(Referring expression data)
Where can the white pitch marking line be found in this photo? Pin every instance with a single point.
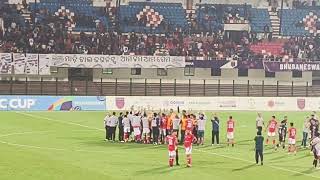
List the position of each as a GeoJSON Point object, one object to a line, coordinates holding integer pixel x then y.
{"type": "Point", "coordinates": [225, 156]}
{"type": "Point", "coordinates": [251, 162]}
{"type": "Point", "coordinates": [64, 122]}
{"type": "Point", "coordinates": [47, 148]}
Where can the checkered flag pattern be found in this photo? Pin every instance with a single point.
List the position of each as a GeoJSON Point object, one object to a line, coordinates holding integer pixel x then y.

WHAT YOU WILL DO:
For the word "this", count the lines of the records that contain it and give only the number.

OUTPUT OF THE EXERCISE:
2